> _Problem details_
Copy out all the records below, replacing each "warehouse picking" with "retail shelving" and leaving everything else unchanged. Leave the pictures out of your answer.

### Entries

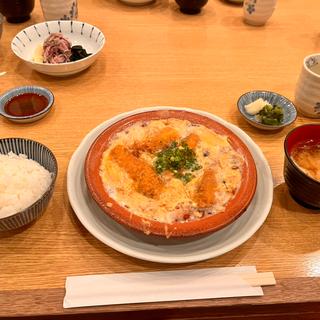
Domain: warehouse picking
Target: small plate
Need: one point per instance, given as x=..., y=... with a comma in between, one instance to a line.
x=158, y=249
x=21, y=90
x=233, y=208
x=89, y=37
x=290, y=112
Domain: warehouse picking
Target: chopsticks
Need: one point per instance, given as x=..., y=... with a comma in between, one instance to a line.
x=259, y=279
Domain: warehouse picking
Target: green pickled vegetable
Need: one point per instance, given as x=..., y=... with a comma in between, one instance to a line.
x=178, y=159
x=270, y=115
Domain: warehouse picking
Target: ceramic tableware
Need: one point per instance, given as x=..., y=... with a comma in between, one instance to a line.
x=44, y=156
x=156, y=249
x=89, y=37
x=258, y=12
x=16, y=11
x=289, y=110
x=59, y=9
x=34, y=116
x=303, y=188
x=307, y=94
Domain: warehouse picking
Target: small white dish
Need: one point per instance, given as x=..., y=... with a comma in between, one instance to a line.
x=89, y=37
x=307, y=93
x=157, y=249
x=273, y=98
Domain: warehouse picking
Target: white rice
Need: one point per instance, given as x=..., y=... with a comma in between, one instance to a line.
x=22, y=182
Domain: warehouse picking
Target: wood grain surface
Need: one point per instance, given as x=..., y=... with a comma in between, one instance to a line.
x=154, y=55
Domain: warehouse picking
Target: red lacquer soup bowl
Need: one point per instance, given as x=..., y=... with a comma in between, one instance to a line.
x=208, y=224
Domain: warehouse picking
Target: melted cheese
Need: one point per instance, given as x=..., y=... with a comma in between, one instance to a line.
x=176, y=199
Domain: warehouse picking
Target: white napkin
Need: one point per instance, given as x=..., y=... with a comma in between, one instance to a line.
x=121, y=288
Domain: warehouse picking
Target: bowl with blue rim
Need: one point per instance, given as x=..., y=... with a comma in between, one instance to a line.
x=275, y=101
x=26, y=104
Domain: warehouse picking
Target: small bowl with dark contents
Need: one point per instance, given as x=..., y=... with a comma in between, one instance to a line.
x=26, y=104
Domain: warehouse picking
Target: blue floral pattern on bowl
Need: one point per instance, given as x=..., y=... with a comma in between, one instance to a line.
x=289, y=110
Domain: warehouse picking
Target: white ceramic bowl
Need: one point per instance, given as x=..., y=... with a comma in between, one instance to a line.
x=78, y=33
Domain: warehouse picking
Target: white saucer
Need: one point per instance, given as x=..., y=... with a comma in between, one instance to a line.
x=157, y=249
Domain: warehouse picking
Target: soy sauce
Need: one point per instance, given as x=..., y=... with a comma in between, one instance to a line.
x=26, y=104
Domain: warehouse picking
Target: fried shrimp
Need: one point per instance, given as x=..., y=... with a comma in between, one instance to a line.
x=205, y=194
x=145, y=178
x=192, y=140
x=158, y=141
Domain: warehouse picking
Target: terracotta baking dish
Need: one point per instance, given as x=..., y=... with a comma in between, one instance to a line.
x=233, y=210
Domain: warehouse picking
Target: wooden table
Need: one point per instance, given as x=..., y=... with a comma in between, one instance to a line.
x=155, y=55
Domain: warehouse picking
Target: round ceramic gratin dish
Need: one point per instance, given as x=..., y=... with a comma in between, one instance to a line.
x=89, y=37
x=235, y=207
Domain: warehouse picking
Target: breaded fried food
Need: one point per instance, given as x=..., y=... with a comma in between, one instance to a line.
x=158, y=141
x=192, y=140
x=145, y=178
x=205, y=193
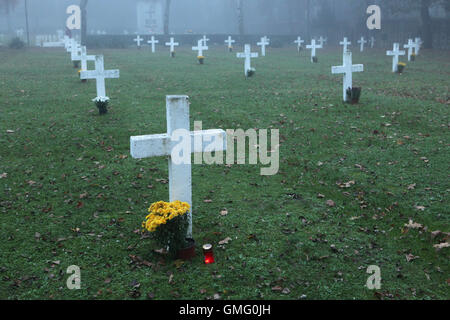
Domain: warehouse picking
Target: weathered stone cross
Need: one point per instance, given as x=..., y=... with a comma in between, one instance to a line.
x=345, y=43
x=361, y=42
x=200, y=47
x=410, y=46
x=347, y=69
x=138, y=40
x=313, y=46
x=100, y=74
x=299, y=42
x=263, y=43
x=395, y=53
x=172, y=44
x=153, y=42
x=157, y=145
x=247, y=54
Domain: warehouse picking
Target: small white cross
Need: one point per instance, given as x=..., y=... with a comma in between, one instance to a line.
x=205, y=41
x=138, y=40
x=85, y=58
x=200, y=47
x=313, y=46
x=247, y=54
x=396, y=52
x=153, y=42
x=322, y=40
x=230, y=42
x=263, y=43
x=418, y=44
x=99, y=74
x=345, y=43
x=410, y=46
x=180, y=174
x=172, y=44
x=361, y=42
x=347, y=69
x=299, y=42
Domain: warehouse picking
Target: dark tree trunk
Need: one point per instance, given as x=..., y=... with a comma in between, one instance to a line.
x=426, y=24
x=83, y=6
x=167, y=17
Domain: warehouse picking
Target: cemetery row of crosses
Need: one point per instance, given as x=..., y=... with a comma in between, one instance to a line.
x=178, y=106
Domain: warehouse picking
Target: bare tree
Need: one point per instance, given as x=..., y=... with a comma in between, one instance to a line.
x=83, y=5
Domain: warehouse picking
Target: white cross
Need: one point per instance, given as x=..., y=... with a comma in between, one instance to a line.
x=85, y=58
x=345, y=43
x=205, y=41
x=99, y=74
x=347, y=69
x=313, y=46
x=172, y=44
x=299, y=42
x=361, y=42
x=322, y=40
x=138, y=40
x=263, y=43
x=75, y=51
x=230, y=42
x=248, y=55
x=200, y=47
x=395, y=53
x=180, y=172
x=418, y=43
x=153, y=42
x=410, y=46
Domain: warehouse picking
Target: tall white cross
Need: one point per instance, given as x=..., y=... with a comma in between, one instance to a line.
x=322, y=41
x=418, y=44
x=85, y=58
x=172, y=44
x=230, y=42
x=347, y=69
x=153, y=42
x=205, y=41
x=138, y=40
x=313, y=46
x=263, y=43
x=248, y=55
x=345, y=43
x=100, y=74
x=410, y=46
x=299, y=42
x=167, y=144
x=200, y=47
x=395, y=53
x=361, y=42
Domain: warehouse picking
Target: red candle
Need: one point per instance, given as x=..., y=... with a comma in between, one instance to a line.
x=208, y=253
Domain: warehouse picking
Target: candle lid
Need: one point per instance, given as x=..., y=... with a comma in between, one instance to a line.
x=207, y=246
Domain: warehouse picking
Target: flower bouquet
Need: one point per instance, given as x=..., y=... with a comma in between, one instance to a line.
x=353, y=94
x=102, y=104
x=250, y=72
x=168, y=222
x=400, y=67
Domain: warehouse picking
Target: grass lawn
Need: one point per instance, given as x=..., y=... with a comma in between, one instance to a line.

######

> _The result_
Domain: retail shelving
Target: small plate
Need: one point per instance, given as x=..., y=... with a comma in between, one instance to a line.
x=158, y=249
x=21, y=90
x=233, y=208
x=89, y=37
x=290, y=112
Domain: retail shelving
Target: chopsticks
Need: one point per instance, given as x=..., y=... with a comma in between, one instance to a line.
x=259, y=279
Domain: retail shelving
Target: green pickled vegetable
Need: one point per instance, given as x=..., y=... with a comma in between, one instance to a line.
x=178, y=159
x=270, y=115
Domain: retail shelving
Target: ceramic tableware
Need: one point per instance, given as x=..., y=... with a comma in between, one instance to a line.
x=44, y=156
x=156, y=249
x=89, y=37
x=258, y=12
x=16, y=11
x=289, y=110
x=59, y=9
x=34, y=116
x=303, y=188
x=307, y=94
Domain: retail shelving
Target: small white dish
Need: one point per instance, given as x=..., y=... with a comma in between, one instance to a line.
x=89, y=37
x=307, y=93
x=157, y=249
x=273, y=98
Domain: retail shelving
Target: white rice
Need: one point per instance, given as x=..., y=... with a comma in between, one instance to a line.
x=22, y=182
Domain: retail shelving
Target: wood grain surface
Need: one point per instance, given as x=..., y=... with a comma in between, one instance to a line.
x=154, y=55
Domain: retail shelving
Target: red lacquer soup bowl
Need: one point per instance, given as x=..., y=... with a comma in between, one instance to a line.
x=208, y=224
Domain: retail shelving
Target: melted cheese
Need: one point per instance, given as x=..., y=... with a comma in between, one instance to a line.
x=176, y=199
Domain: retail shelving
Target: white napkin
Need: one point per instance, given as x=..., y=... with a comma in between, one instance to a line.
x=121, y=288
Domain: retail shelving
Target: bowl with blue rim
Need: one point per instance, given as x=..., y=... with a comma in between, one instance to a line.
x=275, y=101
x=26, y=104
Domain: retail shelving
Target: small bowl with dark contents
Need: one point per instance, given as x=..., y=... with a comma in between, one instance to a line.
x=26, y=104
Domain: retail shelving
Target: blue floral pattern on bowl
Need: one point per instance, given as x=..., y=... with a comma in between, one instance to a line.
x=289, y=110
Domain: retail shelving
Target: white ceramic bowl
Need: one point per instance, given as x=..., y=... with a comma in between, one instance to a line.
x=78, y=33
Domain: retail shelving
Target: white saucer
Need: one point per instance, given as x=..., y=... with a comma in between, one instance to a line.
x=157, y=249
Domain: retail shelving
Target: soy sauce
Need: one point per instance, given as x=..., y=... with a comma in between, one instance to a line.
x=26, y=104
Domain: retail shelving
Target: fried shrimp
Need: one point per instance, given as x=..., y=... with a comma in between, one instance to a line.
x=205, y=194
x=145, y=178
x=192, y=140
x=158, y=141
Domain: retail shelving
Target: terracotta baking dish
Need: one point per instance, given as x=..., y=... with a comma in between, one instance to a line.
x=233, y=210
Domain: retail shelving
Target: wooden table
Need: one point per instance, given as x=..., y=... with a comma in between, one instance to a line.
x=155, y=55
Domain: retail shelving
Target: round ceramic gratin dish
Need: one point per instance, given as x=..., y=... with a comma in between, one instance to a line.
x=89, y=37
x=235, y=207
Domain: retail shelving
Target: breaded fried food
Need: one point per instance, given as x=..., y=... with a comma in between, one instance to a line.
x=158, y=141
x=192, y=140
x=145, y=178
x=205, y=193
Domain: retail shelving
Target: weathered stone cross
Need: one point per instance, given as x=..., y=... with a comma in between, one instance to a line.
x=345, y=43
x=361, y=42
x=200, y=47
x=410, y=46
x=347, y=69
x=138, y=40
x=313, y=46
x=100, y=74
x=299, y=42
x=263, y=43
x=395, y=53
x=172, y=44
x=153, y=42
x=157, y=145
x=247, y=54
Domain: retail shelving
Target: small white cross
Need: one point per instance, given as x=..., y=... with a comma in between, one instance to a line.
x=205, y=41
x=138, y=40
x=85, y=58
x=200, y=47
x=313, y=46
x=247, y=54
x=396, y=52
x=153, y=42
x=322, y=40
x=230, y=42
x=263, y=43
x=418, y=44
x=99, y=74
x=345, y=43
x=410, y=46
x=180, y=174
x=172, y=44
x=361, y=42
x=347, y=69
x=299, y=42
Domain: retail shelving
Target: dark tree trunk
Need: one point per instance, given as x=..., y=... with a comma in between, one instance to a line.
x=426, y=24
x=83, y=6
x=167, y=17
Domain: retail shelving
Target: cemetery row of crosses
Need: one point per instance, given as x=..., y=... with a comma in between, one instance to a line.
x=178, y=106
Domain: retail shelving
Target: bare tree
Need: one point per instance, given as x=..., y=... with a comma in between, one instance to a line.
x=83, y=5
Domain: retail shelving
Target: white cross
Need: one point per instance, given as x=..., y=... with a comma in between, one instance to a line.
x=85, y=58
x=345, y=43
x=205, y=41
x=99, y=74
x=347, y=69
x=313, y=46
x=172, y=44
x=299, y=42
x=361, y=42
x=322, y=40
x=138, y=40
x=263, y=43
x=75, y=51
x=230, y=42
x=248, y=55
x=200, y=47
x=395, y=53
x=180, y=172
x=418, y=43
x=153, y=42
x=410, y=46
Domain: retail shelving
Target: tall white cross
Need: one point per instance, given as x=..., y=... with a comma in between, one instance to a line.
x=322, y=41
x=418, y=44
x=85, y=58
x=172, y=44
x=230, y=42
x=347, y=69
x=153, y=42
x=205, y=41
x=138, y=40
x=313, y=46
x=263, y=43
x=248, y=55
x=345, y=43
x=100, y=74
x=410, y=46
x=299, y=42
x=167, y=144
x=200, y=47
x=395, y=53
x=361, y=42
Domain: retail shelving
Target: red candle
Need: one point per instance, given as x=..., y=... with a comma in between, one instance to a line.
x=208, y=253
Domain: retail shelving
Target: candle lid
Need: one point per instance, given as x=..., y=... with a comma in between, one instance to a line.
x=207, y=246
Domain: retail shelving
Target: flower bouquet
Need: one point per instance, given as x=..., y=... with a comma in between, one instance to a line.
x=353, y=94
x=102, y=104
x=250, y=72
x=168, y=222
x=400, y=67
Domain: retail shelving
Target: grass lawn
Need: one point per instance, given as x=..., y=... with a comma in between, one instance to a line.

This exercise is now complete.